--- start ---

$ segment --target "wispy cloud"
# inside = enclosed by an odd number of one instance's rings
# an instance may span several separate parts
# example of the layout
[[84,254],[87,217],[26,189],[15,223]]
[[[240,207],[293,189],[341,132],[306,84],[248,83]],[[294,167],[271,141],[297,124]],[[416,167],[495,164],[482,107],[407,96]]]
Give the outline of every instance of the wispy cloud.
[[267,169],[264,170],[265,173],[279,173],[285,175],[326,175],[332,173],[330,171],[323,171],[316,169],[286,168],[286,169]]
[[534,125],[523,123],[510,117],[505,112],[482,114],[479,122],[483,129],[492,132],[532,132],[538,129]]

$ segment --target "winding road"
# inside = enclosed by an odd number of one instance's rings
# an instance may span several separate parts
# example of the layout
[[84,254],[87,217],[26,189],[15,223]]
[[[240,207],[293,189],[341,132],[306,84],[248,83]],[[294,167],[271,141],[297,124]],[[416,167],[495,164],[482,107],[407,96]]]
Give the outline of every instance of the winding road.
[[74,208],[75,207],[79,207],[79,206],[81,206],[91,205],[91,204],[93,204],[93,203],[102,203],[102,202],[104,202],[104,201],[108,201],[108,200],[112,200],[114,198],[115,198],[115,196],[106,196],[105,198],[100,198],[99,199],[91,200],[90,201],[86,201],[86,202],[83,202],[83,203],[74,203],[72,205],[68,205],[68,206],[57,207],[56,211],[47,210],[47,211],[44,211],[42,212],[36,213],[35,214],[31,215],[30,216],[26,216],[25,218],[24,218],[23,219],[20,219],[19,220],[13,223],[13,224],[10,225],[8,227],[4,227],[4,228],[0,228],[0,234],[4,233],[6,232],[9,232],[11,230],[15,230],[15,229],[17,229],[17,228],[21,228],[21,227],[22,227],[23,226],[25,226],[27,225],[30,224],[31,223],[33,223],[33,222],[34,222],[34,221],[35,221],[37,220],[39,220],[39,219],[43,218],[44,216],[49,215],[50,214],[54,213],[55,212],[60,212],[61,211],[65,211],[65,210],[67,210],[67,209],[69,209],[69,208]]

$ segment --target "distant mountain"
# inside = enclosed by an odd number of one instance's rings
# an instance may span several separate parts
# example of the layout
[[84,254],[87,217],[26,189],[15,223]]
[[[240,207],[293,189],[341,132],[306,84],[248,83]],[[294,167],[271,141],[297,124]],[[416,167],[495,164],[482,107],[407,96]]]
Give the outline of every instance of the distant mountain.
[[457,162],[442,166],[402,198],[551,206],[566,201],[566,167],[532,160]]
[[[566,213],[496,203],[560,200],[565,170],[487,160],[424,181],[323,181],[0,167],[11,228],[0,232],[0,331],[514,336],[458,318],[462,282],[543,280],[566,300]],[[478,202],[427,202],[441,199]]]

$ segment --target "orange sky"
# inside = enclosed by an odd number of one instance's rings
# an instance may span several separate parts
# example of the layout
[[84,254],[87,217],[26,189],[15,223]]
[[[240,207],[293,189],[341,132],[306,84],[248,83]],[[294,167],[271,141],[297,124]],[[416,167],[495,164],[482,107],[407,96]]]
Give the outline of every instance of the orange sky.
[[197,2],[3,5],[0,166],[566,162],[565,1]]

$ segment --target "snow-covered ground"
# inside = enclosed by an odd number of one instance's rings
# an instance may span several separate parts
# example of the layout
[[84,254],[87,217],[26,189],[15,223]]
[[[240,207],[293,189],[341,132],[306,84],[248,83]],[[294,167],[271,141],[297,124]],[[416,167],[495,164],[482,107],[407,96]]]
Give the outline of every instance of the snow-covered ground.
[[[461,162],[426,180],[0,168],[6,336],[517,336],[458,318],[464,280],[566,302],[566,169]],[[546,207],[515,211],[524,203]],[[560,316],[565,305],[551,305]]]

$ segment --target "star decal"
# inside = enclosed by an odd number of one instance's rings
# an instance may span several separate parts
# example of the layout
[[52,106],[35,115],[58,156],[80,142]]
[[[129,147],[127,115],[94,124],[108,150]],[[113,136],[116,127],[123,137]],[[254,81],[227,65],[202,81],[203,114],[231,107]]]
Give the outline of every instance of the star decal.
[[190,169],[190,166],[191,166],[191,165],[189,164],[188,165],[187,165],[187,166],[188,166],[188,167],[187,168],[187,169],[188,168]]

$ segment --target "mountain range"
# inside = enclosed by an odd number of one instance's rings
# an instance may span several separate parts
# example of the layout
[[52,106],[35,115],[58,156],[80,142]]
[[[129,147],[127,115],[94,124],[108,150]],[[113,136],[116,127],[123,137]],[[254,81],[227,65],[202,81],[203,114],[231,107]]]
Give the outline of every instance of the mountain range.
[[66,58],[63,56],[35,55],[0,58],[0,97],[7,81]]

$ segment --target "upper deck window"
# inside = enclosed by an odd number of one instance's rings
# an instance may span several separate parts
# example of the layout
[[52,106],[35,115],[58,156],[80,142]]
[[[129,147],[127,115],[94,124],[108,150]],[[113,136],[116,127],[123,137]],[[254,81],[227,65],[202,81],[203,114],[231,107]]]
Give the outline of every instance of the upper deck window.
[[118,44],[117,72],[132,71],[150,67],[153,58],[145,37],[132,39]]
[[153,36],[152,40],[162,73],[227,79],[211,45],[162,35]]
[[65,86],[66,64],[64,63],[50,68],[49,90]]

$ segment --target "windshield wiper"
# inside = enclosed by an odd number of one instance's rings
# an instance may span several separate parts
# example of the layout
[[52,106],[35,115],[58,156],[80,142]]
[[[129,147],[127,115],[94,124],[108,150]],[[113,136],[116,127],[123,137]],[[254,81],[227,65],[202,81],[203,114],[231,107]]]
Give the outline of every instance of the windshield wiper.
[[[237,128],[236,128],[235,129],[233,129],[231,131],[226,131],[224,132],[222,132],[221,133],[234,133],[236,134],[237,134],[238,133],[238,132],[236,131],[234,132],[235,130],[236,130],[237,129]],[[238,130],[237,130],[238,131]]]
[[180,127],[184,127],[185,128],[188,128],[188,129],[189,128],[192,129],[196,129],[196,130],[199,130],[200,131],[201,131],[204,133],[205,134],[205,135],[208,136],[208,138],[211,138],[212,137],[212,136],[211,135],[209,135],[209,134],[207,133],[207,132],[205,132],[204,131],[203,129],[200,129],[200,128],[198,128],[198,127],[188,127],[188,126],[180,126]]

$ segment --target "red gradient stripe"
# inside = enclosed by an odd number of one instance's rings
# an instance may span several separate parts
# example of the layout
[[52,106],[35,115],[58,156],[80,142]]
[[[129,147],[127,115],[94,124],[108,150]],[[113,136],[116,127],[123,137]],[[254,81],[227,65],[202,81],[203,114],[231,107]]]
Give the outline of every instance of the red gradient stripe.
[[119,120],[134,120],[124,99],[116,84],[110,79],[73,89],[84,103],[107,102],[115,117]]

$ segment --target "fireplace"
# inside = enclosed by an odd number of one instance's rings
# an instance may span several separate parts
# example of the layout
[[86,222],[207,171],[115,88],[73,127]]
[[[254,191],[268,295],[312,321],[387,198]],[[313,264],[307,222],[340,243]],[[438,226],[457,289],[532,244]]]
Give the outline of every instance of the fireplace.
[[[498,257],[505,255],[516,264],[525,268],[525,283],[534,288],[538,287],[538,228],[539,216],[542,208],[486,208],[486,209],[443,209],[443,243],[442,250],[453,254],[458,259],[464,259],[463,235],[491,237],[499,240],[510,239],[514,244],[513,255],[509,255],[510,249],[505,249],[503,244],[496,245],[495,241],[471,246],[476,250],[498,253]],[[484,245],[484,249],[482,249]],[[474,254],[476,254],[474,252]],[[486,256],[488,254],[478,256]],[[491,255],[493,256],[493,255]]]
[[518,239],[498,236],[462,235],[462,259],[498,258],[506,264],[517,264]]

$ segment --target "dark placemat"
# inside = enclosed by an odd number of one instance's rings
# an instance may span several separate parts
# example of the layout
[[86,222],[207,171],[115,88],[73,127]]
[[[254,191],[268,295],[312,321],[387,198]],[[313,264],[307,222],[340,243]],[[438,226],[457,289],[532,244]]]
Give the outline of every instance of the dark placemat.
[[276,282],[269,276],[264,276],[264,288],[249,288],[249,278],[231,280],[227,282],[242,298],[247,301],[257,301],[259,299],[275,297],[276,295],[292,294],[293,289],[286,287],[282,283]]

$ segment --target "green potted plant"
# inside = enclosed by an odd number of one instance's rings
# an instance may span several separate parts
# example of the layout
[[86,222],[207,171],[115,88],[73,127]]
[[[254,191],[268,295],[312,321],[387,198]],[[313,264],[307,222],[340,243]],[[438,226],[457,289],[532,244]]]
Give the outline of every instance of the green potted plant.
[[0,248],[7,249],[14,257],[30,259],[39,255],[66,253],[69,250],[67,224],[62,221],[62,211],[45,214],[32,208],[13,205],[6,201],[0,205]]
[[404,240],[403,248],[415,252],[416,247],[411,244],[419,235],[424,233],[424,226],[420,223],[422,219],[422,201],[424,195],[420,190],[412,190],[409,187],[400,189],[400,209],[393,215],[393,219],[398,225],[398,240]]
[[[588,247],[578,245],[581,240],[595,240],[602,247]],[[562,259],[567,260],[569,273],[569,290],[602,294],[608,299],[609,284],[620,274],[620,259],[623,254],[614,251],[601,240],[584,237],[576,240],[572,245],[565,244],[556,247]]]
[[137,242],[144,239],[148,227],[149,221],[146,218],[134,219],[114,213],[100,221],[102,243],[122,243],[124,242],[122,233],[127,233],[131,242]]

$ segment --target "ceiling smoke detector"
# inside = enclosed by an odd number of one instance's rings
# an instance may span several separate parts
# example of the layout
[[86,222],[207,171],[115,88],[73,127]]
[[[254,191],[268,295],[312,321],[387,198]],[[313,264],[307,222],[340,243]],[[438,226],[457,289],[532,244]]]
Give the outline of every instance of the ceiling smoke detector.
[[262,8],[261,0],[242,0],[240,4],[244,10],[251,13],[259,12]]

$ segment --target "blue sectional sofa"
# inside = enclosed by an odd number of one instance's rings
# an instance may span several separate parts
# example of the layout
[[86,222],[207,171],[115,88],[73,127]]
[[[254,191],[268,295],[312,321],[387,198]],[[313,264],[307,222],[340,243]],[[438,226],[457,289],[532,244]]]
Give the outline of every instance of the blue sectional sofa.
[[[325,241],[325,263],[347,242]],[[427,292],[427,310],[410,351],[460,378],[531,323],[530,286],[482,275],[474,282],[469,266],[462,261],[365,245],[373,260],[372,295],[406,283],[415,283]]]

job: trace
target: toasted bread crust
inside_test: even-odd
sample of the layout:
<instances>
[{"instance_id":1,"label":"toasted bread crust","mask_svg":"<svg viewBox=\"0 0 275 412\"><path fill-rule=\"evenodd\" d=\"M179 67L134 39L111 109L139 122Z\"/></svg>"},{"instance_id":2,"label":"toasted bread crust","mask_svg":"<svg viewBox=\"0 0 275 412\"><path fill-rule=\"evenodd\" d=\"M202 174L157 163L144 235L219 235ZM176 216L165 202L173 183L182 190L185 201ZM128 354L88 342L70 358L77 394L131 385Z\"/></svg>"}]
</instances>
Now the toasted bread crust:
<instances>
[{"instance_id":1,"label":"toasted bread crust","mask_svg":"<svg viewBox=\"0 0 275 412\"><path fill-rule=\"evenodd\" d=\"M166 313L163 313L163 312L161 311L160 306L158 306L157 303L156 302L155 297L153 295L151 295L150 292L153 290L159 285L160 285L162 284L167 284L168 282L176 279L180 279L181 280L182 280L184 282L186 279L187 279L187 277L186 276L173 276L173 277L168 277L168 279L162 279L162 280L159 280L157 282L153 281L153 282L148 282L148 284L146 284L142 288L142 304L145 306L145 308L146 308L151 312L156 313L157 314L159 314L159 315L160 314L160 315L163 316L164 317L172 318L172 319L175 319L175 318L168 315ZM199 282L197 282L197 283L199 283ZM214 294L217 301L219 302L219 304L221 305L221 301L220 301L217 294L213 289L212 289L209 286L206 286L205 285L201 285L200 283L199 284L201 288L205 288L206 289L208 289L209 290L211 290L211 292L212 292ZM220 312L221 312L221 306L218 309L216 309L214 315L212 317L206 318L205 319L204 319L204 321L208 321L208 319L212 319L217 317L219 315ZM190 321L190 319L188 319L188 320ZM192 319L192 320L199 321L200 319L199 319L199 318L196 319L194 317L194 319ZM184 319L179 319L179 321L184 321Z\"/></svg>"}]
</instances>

--- end ---

_PROBLEM:_ Count the lines in the material above that contain the string "crust" and reply with that number alone.

_TASK OUTPUT:_ 4